> [Texte proposé]:
Le domaine de montlaur

le charme discret d'une demeure familiale

L'HISTOIRE DU DOMAINE AU FIL DU TEMPS




Sur le plan du parc érigé vers 1880 pour Paul Mas (1837-1899), propriétaire alors du domaine, le château apparaît coiffé d’un toit à la Mansart en ardoise qu’ornent d’imposantes lucarnes de plomb venant ajouter un étage à l’édifice.

La région, véritable Eldorado du vin, connaît alors un essor fabuleux. Rivalisant de splendeur, les châteaux poussent comme des champignons. Le paraître est à son comble. On se doit de bâtir riche, grand, imposant. Comme le sera l’étonnant bâtiment (54 mètres de long sur 8 mètres de large) qui comprend le groupe scolaire et la mairie de Montlaur aux proportions dignes d’un hôtel de ville que fait édifier en 1902 Paul Mas, maire du village, sur un terrain qu’il offre à la commune.

Grand bâtisseur, l’élu-châtelain poursuit ainsi son œuvre. Ne vient-il pas d’agrandir considérablement son château,  l'ancienne demeure de Gabriel de Barthélémy de Gramont de Lanta (1594-1652) bâtie en 1636, en le surélevant de deux étages et le dotant d'escaliers d’honneur, de salons de réceptions, de galeries, de terrasses?

> [Travail demandé]: D'après le texte sur le domaine de Montlaur, en quelle année fut bâtie l'ancienne demeure de Gabriel de Barthélémy de Gramont de Lanta ?

Données d'expressions référentielles fondées sur des photos:
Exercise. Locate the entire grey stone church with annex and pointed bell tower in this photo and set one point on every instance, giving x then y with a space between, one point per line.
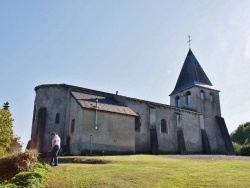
96 122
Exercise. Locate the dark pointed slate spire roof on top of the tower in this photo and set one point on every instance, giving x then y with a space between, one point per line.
191 74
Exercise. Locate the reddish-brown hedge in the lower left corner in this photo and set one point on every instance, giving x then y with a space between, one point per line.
13 164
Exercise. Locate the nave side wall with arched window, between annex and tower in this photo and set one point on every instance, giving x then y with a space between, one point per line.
151 116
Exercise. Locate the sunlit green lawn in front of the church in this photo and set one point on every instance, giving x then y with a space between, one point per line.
151 171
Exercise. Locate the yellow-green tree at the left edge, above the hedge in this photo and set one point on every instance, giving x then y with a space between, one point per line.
6 133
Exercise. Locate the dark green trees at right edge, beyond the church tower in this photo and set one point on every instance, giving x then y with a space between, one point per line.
241 139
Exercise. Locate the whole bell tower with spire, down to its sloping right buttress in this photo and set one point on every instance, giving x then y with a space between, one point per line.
194 91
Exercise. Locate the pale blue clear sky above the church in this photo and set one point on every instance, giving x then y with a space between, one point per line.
136 47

> [Solution rédigée]: En 1636.